TASK BRIEF: Rewrite the material from its start through the line containing "<point>252,151</point>", keeping every line, and offset each coordinate in the answer points by adding 36 to it, leaving all other numbers unchanged.

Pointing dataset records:
▬▬▬▬▬▬▬▬▬▬
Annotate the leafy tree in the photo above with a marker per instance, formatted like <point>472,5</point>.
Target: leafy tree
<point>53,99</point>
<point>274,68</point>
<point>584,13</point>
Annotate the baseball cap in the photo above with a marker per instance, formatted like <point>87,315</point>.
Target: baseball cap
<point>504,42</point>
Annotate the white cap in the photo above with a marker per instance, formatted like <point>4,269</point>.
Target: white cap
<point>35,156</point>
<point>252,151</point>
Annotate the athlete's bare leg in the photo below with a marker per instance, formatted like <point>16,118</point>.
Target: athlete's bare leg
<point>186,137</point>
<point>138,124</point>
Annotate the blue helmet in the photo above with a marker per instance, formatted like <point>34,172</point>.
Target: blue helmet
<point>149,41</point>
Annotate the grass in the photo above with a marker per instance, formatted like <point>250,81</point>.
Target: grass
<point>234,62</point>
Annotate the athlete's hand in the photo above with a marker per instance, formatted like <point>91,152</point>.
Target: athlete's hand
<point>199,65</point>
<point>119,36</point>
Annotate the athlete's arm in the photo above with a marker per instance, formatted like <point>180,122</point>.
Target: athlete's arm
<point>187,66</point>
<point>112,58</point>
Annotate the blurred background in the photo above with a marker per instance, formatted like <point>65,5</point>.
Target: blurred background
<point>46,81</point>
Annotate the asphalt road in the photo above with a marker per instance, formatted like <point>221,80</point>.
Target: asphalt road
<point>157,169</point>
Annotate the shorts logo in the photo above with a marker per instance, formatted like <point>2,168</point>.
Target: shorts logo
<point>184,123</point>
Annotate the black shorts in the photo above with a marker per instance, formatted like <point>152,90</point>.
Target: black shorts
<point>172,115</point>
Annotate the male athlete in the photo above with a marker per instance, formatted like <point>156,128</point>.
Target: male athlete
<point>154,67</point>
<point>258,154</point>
▬▬▬▬▬▬▬▬▬▬
THE ANSWER:
Annotate the leafy tree in the photo above with a marker per instance, formatted like <point>472,5</point>.
Target: leafy tree
<point>89,135</point>
<point>310,104</point>
<point>620,49</point>
Annotate the baseball cap in the photo above with a marker per instance, formatted like <point>87,315</point>.
Target: baseball cap
<point>540,78</point>
Annotate the white cap in the photo above with a marker per instance, formatted like <point>4,269</point>.
Target: white cap
<point>71,192</point>
<point>288,187</point>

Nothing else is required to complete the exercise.